* _Task set_
a) Reproduce word for word the passage of the Woodrow legacy text between "The Woodrows are" and "a meaningful legacy.", inclusive.
b) According to the Woodrow legacy text, what was Jane studying in graduate school when she met John on a blind date?

* _Page text_
--------------------------------

Establishing a Legacy Through Scholarships
John and Jane Woodrow are long-time residents of Athens who see Ohio University as an integral part of a vibrant community. John grew up in Athens, went to Ohio University for two semesters, and met Jane on a blind date while she was in graduate school in psychology. Since that time, they have lived in Athens for the better part of fifty years.
The Woodrows are community-minded and believe that altruism is as beneficial for the giver as for the receiver. They especially like to support charitable organizations that encourage personal growth, that educate people, and that are sustainable. They have supported many local nonprofits including Rural Action, Planned Parenthood, and the Athens Foundation. Since Ohio University also exemplifies their values and they have a personal connection to it, they were inspired to give back to the University. They have no children, so a gift to the University represents an opportunity to establish a meaningful legacy.

--------------------------------

* _Dataset rows_
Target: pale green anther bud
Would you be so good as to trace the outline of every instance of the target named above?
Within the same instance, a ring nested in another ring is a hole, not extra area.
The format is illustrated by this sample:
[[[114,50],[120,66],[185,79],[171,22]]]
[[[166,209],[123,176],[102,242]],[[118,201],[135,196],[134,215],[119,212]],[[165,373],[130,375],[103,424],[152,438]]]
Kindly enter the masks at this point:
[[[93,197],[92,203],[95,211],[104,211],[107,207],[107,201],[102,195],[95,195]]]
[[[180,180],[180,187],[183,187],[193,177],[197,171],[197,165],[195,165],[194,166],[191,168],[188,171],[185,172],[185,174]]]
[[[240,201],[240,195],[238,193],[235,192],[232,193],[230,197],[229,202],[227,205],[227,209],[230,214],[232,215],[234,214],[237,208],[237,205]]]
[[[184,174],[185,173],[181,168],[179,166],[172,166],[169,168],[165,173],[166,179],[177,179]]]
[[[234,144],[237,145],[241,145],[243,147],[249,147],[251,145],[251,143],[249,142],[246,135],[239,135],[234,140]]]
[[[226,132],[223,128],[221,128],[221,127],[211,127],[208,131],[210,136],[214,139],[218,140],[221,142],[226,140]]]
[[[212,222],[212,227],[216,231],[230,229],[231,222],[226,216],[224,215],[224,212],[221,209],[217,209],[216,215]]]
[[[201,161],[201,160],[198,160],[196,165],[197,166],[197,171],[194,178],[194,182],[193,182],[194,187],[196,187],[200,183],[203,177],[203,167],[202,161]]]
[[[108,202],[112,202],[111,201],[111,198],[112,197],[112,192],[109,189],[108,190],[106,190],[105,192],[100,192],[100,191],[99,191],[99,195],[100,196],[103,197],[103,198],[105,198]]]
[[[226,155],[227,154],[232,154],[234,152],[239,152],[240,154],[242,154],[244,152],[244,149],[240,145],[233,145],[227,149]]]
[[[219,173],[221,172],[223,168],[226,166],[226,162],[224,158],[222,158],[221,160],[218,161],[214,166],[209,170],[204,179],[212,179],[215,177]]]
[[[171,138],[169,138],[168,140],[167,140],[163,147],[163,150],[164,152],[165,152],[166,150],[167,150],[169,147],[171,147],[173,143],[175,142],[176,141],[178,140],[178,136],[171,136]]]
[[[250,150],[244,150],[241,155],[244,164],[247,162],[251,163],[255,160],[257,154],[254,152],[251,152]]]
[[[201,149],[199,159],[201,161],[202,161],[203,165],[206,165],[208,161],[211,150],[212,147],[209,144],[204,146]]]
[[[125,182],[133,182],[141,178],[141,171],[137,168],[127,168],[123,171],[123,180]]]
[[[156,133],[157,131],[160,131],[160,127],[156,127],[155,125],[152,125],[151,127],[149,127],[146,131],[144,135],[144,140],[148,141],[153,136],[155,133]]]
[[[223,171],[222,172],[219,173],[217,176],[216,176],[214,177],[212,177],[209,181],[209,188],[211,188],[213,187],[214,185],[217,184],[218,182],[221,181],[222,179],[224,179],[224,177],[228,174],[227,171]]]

--------------------------------

* _Answers in order_
a)
The Woodrows are community-minded and believe that altruism is as beneficial for the giver as for the receiver. They especially like to support charitable organizations that encourage personal growth, that educate people, and that are sustainable. They have supported many local nonprofits including Rural Action, Planned Parenthood, and the Athens Foundation. Since Ohio University also exemplifies their values and they have a personal connection to it, they were inspired to give back to the University. They have no children, so a gift to the University represents an opportunity to establish a meaningful legacy.

b) Psychology.